GOAL OF THE EXERCISE:
Reproduce each of the items below word for word, keeping every line as it appears.

INPUT RECORDS:
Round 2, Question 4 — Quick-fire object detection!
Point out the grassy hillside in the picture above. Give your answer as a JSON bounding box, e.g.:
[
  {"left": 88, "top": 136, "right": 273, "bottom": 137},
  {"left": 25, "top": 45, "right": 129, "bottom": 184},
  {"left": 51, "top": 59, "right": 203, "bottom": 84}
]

WRITTEN RESPONSE:
Round 2, Question 4 — Quick-fire object detection!
Point out the grassy hillside in the picture above. Give your answer as a JSON bounding box, e.g.:
[
  {"left": 88, "top": 136, "right": 273, "bottom": 137},
  {"left": 25, "top": 45, "right": 129, "bottom": 184},
  {"left": 51, "top": 59, "right": 203, "bottom": 84}
]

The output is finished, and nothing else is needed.